> **CONSIGNE A**: Relevez chaque ligne de la liste qui contient le mot « tree ».

> **EXTRAIT FOURNI**:
Disant « par­don » et « s’il vous plaît »
« Es-tu d’accord ? » j’ai demandé,
Et tout d’un coup, je ne sais d’où
l’enfant méchant m’est venu,
et j’ai crié
« T’es nulle ! »

Maman a rou­gi, puis m’a dit
« Gad, honte à toi ! C’est horrifique ! »
Et papa : « quoi de pire qu’un bébé au CP ?
Ça ne me fait pas rire ».
Comment expli­quer que ce n’est pas moi
Que c’est l’en­fant méchant qui m’est ren­tré dedans,
Qui entre en moi tou­jours sans crier « gare »
L’enfant méchant.

Hier, j’ai joué avec Hermione
Je lui ai don­né ma voi­ture et mon avion
Je l’ai lais­sée prendre ma bille
La rouge, la brillante, la plus habile.
Et puis je ne sais même plus comment,
L’enfant méchant, d’un coup, m’est ren­tré dedans,
Alors je l’ai pous­sée, elle est tombée.

Sa maman s’est fâchée, elle a dit :
« Quelle petite brute ! C’est à ne pas croire ! »
Sa mamie est sor­tie et elle a dit :
« Cesse de pleu­rer, tout le monde le sait, Gad est un enfant méchant »
Alors j’ai hur­lé : « ce que t’es chiante ! »
Vraiment, c’est terrible,
Ils ne com­prennent rien
C’est l’enfant méchant qui m’est ren­tré dedans

Va‑t’en ! Je l’ai supplié
Tout ce que je veux, c’est le chasser.
J’ai tout essayé, c’est tout ce qui me reste,
Je ne sais plus quoi faire de cet enfant méchant…
Peut-être que,
Quand j’aurai grandi
Il me lais­se­ra tranquille,
Une fois pour toutes ?

Léa Goldberg tra­duit par Noa Farchi

On ne peut pas anti­ci­per l’insulte, le geste violent ou le cri, ni les maî­tri­ser comme le voca­bu­laire de la poli­tesse. Léa Goldberg nous donne à lire dans ce poème com­ment la vio­lence fait effrac­tion pour l’enfant comme pour l’Autre : au moment où la vio­lence sur­git, le rythme du récit de Gad est cas­sé, il n’y a plus rien qui rime. Mais si cette vio­lence le rend étran­ger à lui-même, elle lui est aus­si intime, car elle vient en lui et s’impose dans son corps propre. Gad ne le nie pas, il en est angoissé.

> **CONSIGNE B**: Poursuivez le texte sur l'enfant méchant ci-dessus en prenant la suite de sa dernière phrase.

> **ENTRÉES EXTRAITES**:
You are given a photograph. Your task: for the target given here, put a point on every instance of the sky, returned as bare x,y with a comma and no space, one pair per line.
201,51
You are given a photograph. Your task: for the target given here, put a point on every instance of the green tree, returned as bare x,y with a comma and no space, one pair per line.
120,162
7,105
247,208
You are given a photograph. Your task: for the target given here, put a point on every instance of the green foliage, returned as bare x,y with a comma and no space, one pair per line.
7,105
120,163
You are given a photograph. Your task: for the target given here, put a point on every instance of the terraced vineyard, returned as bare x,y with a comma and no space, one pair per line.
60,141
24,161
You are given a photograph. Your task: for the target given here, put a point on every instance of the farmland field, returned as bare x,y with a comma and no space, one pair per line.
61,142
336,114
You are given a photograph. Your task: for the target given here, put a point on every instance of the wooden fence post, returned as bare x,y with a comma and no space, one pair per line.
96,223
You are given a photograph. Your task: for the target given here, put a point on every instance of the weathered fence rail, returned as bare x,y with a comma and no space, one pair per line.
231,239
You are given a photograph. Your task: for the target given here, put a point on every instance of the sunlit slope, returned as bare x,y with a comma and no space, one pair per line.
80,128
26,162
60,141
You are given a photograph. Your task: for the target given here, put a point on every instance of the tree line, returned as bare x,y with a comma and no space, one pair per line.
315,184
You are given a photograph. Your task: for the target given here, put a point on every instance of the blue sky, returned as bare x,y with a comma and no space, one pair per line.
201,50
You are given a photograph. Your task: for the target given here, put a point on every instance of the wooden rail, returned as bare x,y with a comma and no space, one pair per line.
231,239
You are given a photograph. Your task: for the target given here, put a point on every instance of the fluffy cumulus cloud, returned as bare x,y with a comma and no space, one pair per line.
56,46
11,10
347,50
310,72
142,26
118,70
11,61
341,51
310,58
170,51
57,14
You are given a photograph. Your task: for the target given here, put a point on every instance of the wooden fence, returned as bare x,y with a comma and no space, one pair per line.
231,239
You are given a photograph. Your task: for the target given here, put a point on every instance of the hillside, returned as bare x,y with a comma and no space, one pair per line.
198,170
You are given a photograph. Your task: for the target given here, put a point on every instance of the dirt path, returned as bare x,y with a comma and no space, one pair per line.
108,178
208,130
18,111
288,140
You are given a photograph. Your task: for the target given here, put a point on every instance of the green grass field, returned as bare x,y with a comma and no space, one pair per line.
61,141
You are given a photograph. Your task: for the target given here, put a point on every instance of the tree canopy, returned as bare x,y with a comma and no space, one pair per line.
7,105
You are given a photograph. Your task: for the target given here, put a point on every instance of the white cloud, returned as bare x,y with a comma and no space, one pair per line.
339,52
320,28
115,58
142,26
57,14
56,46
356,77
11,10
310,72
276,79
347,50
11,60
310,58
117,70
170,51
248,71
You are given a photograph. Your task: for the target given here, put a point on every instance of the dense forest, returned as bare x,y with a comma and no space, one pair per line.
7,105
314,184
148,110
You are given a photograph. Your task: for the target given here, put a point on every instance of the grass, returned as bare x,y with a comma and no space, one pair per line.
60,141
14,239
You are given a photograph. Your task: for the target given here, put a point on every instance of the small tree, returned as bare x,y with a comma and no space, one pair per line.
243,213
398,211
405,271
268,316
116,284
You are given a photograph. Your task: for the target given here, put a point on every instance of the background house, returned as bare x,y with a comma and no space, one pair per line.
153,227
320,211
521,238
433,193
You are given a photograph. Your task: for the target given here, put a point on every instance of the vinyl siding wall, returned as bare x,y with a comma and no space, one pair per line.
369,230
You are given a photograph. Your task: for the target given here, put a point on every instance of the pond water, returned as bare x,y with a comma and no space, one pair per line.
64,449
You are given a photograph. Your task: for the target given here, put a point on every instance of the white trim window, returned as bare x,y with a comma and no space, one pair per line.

> **RÉPONSE FINALE A**:
You are given a photograph. Your task: for the target given here, put a point on every instance of the green tree, returned as bare x,y with a comma and no space, one pair per line.
You are given a photograph. Your task: for the target given here, put a point on every instance of the tree line, returned as bare x,y with a comma and no space, one pair per line.
You are given a photograph. Your task: for the target given here, put a point on every instance of the tree canopy, returned as bare x,y with a comma and no space, one pair per line.
You are given a photograph. Your task: for the target given here, put a point on every instance of the small tree, returned as bare x,y with a comma and no space, one pair per line.

> **RÉPONSE FINALE B**:
« L’angoisse, qu’est-ce que c’est ? C’est ce qui, de l’intérieur du corps, ex-siste quand quelque chose l’éveille, le tour­mente. »[1]Lacan J., Le Séminaire, livre XXII, « RSI », leçon du 17 décembre 1974, Ornicar ?, n°2, mars 1975, p. 104. La poé­tesse nous parle de ces moments d’angoisse, que nous pou­vons poser sur la grille des trois registres : le sym­bo­lique, l’imaginaire et le réel.

- Premièrement : le dis­cours dont l’enfant est for­cé de s’habiller le serre de trop près, sans qu’il puisse s’en ser­vir. Donc, ça explose.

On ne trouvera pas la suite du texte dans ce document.